> **TEXT EXCERPT**
* Start *

Speakers
The CITC Conference features distinguished speakers in Irish and Canadian history, Indigenous-Crown relations, and Irish literature and culture.
Donald H. Akenson
Don Akenson is the A.C. Hamilton Distinguished University Professor & Douglas Professor of Canadian and Colonial History, at Queen’s University. He took his first degree in economics at Yale and then studied Irish History with John V. Kelleher, the founder of the Department of Celtic Languages and Literature at Harvard. He has written several books on Irish history, on the Irish diaspora, and on scholarly topics in religious history. Some of these have received major prizes, and he has been awarded half a dozen honorary degrees. He feels strongly that the field of modern Irish history needs to be inclusive in scope and should avoid the covert sectarianism that at one time limited the appreciation of the culture’s complex and fascinating character.
Heidi Bohaker
Heidi Bohaker is an Associate Professor & Associate Chair, Undergraduate, Department of History, at the University of Toronto. She investigates on the history of Indigenous-Crown relations, treaties and federal and provincial government policies toward Indigenous peoples in Canada. She is a Director of the Osgoode Society for Canadian Legal History, and teaches graduate and undergraduate courses in treaty history, the history of residential schools in Canada and Canadian legal history. She is also a practitioner of the digital humanities, exploring how to best use new technologies in collaboration with Great Lakes First Nations to reconnect communities with aspects of their cultural heritage stored in museums and archives around the world, through GRASAC, the Great Lakes Research Alliance for the Study of Aboriginal Arts and Cultures, of which she is a co-founder and current co-director, with Professor Cara Krmpotich.

* End *

[Image outline annotation lines]
* Start *

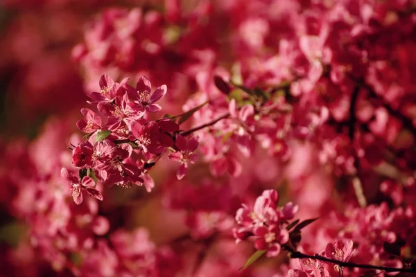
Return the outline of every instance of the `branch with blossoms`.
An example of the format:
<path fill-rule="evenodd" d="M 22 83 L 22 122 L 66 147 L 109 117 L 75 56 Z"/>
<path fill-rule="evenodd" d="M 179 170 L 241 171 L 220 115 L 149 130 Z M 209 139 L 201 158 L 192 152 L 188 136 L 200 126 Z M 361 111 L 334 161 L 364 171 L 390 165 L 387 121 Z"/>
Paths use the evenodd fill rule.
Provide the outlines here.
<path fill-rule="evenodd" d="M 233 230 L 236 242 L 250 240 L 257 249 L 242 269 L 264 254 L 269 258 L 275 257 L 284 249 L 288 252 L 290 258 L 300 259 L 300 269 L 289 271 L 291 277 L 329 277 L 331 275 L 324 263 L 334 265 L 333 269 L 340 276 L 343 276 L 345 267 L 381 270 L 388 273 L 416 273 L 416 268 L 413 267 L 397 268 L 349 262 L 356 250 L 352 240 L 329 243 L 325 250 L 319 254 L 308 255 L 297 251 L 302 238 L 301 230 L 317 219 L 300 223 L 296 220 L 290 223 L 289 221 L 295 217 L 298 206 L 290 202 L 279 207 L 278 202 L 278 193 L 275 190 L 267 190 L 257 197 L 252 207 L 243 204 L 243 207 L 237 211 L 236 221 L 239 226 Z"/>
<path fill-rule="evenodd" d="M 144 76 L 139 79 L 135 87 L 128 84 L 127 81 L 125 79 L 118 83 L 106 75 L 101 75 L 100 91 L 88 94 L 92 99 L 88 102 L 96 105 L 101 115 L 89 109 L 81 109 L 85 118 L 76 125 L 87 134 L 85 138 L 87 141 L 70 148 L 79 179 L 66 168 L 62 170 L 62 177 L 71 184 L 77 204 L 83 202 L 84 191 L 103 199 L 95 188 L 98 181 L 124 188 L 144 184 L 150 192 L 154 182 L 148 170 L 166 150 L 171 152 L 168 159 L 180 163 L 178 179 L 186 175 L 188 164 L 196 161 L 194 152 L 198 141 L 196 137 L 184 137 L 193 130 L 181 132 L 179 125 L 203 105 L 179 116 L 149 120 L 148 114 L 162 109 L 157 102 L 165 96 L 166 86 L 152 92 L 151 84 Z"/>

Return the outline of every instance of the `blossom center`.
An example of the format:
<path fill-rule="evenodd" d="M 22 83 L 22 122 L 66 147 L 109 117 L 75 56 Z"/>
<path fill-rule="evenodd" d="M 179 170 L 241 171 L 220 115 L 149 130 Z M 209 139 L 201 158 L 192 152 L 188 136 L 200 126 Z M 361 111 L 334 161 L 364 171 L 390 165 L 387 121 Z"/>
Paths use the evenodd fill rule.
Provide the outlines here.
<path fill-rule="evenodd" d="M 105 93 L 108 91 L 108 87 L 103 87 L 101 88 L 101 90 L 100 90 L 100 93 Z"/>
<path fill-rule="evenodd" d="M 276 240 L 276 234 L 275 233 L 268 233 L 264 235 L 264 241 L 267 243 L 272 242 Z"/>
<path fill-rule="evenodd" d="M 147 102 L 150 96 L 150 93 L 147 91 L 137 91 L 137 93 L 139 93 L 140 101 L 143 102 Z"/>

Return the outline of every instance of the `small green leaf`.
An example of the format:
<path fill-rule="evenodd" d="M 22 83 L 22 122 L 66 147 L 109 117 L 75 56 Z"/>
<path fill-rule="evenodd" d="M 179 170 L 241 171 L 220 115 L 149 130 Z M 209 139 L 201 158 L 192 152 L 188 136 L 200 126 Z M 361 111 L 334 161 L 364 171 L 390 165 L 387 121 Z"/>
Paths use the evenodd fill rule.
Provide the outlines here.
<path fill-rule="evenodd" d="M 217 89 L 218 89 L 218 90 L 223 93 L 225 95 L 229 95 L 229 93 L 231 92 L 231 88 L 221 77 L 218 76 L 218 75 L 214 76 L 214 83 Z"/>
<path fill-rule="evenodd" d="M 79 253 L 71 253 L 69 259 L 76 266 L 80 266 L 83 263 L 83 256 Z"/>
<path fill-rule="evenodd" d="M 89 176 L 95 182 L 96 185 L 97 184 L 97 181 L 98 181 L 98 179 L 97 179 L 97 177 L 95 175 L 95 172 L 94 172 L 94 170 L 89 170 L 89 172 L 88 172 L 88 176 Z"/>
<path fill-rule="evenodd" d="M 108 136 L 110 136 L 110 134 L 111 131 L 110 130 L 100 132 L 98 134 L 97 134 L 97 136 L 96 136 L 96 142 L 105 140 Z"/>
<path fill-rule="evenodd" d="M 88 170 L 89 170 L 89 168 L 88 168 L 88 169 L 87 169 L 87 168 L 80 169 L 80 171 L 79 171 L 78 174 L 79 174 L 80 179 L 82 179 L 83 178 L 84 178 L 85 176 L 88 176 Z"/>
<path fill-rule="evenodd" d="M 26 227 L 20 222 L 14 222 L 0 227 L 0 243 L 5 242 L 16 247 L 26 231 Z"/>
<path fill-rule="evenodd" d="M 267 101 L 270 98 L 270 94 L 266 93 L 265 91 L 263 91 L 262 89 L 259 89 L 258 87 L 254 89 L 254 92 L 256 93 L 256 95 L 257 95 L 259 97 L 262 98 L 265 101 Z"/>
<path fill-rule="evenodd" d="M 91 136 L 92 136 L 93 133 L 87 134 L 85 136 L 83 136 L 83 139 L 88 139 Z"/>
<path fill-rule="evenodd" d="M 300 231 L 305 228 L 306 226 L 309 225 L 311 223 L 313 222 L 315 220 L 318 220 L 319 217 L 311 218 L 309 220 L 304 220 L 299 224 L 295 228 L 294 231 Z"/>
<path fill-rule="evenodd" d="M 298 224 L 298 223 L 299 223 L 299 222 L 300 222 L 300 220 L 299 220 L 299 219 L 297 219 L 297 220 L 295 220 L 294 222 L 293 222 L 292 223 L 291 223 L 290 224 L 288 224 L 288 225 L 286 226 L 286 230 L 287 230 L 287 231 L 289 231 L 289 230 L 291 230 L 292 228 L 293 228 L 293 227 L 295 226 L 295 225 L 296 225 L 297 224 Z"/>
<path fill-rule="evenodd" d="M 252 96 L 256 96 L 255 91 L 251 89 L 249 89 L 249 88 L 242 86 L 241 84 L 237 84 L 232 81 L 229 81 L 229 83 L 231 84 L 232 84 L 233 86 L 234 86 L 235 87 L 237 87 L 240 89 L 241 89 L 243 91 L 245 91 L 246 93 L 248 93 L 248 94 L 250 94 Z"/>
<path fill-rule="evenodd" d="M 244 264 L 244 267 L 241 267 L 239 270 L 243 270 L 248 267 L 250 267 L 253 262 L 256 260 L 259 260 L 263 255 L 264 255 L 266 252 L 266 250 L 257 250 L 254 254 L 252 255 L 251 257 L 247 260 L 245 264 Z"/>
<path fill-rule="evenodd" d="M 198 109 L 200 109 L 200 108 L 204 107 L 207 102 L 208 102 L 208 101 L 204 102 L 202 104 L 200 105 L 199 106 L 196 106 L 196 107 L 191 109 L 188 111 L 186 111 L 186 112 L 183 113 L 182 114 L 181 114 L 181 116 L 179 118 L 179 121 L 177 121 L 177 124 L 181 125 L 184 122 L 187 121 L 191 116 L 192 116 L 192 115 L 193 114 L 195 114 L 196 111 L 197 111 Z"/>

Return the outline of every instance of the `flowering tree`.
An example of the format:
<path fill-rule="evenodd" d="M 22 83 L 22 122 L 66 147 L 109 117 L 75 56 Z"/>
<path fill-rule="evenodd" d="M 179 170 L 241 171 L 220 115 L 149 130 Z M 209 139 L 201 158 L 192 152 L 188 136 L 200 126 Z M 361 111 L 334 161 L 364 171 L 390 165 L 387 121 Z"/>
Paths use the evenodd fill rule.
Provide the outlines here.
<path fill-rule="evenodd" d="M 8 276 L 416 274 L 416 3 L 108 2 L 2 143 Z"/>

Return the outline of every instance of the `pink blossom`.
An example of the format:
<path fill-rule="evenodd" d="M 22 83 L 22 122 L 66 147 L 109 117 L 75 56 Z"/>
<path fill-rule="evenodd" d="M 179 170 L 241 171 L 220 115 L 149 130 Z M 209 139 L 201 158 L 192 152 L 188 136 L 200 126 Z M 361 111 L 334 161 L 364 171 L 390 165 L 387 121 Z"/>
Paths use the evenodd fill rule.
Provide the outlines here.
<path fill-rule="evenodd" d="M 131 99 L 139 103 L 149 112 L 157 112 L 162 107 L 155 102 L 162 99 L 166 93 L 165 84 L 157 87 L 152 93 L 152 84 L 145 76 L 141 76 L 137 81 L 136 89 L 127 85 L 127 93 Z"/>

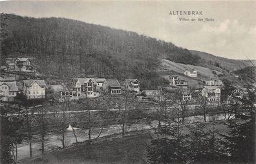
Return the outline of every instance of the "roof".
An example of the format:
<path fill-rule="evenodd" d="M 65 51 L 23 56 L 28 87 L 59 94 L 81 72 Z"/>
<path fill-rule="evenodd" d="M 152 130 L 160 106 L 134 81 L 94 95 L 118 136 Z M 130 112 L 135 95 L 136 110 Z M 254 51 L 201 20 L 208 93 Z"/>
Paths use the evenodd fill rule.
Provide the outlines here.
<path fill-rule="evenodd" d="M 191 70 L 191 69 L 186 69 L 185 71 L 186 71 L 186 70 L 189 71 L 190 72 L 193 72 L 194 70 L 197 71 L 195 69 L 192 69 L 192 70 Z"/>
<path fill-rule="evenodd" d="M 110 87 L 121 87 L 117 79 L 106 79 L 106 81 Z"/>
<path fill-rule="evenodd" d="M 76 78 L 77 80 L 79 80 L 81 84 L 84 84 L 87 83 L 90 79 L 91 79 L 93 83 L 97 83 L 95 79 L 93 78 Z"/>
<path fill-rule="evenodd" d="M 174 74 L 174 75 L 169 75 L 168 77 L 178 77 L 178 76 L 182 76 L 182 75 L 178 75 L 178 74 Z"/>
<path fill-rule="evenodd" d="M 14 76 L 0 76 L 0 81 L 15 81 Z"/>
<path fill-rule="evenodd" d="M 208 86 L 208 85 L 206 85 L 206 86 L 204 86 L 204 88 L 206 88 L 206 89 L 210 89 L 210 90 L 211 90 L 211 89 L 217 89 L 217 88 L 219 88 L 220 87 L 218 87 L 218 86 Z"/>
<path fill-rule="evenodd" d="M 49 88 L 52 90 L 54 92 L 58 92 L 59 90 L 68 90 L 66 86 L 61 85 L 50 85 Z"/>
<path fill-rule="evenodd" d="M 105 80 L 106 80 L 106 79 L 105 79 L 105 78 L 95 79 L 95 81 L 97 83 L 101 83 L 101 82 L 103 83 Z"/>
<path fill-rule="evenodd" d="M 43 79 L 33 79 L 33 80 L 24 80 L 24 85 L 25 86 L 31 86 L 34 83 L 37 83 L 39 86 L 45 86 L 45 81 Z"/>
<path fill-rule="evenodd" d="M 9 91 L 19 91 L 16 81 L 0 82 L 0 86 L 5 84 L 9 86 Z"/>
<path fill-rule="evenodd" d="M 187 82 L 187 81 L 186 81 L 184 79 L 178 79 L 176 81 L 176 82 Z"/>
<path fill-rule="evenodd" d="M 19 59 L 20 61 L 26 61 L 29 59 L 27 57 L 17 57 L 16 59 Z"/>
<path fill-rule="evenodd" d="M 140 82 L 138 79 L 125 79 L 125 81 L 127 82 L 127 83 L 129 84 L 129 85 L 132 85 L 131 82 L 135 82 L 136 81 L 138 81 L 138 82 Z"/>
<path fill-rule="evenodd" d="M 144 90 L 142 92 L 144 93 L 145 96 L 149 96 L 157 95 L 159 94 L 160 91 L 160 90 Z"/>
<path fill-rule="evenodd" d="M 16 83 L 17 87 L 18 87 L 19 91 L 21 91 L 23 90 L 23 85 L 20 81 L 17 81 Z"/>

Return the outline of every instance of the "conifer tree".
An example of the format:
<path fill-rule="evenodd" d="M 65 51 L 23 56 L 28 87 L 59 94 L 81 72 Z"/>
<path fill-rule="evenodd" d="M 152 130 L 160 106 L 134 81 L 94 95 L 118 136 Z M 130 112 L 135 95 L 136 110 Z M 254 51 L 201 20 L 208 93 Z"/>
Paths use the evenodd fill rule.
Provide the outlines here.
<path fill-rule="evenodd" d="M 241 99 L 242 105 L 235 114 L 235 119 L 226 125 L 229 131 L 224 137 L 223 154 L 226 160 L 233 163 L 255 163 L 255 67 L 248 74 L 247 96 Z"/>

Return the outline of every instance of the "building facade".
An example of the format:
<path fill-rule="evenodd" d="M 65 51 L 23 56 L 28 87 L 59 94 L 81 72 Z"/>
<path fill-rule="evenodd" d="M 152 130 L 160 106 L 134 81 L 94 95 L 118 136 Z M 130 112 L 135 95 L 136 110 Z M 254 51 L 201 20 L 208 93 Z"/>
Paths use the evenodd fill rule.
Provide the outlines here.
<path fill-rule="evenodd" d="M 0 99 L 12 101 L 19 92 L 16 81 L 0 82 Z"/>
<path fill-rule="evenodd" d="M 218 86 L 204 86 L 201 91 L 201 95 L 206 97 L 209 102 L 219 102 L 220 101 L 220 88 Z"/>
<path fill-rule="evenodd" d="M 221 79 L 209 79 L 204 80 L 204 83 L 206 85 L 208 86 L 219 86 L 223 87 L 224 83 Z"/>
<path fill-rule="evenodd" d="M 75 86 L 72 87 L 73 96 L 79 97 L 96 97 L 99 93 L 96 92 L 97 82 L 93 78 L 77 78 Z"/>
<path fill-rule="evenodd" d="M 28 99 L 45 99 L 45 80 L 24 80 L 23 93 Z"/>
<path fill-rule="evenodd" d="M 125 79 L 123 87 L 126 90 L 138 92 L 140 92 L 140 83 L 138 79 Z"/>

* End *

> **TASK REQUIREMENTS**
**A.** Condense the paragraph of the speakers page beginning "Don Akenson is the A.C. Hamilton" into a short bulleted list that keeps its main facts.
**B.** Output the stretch of the speakers page from "Donald H. Akenson" through "and fascinating character.", with the wording unchanged.

> **ANSWERS FOR THE EXERCISE**
**A.**
- A.C. Hamilton Distinguished University Professor and Douglas Professor of Canadian and Colonial History at Queen's University
- First degree in economics from Yale; studied Irish history with John V. Kelleher, founder of Harvard's Department of Celtic Languages and Literature
- Author of several books on Irish history, the Irish diaspora, and religious history, some of them winners of major prizes
- Holder of half a dozen honorary degrees
- Believes modern Irish history should be inclusive in scope and avoid the covert sectarianism that once limited appreciation of the culture's complex character

**B.**
Donald H. Akenson
Don Akenson is the A.C. Hamilton Distinguished University Professor & Douglas Professor of Canadian and Colonial History, at Queen’s University. He took his first degree in economics at Yale and then studied Irish History with John V. Kelleher, the founder of the Department of Celtic Languages and Literature at Harvard. He has written several books on Irish history, on the Irish diaspora, and on scholarly topics in religious history. Some of these have received major prizes, and he has been awarded half a dozen honorary degrees. He feels strongly that the field of modern Irish history needs to be inclusive in scope and should avoid the covert sectarianism that at one time limited the appreciation of the culture’s complex and fascinating character.